Material for this exercise section start

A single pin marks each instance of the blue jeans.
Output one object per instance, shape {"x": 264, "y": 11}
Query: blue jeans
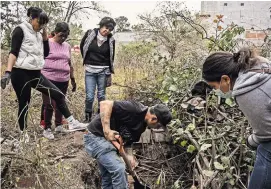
{"x": 261, "y": 175}
{"x": 112, "y": 168}
{"x": 91, "y": 80}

Material for this exercise section end

**Problem statement**
Down to the last line, print the material exactly, but not its pictures.

**Task result**
A single pin marks each instance of the blue jeans.
Output one object per instance, shape {"x": 264, "y": 11}
Query: blue jeans
{"x": 261, "y": 175}
{"x": 112, "y": 168}
{"x": 91, "y": 80}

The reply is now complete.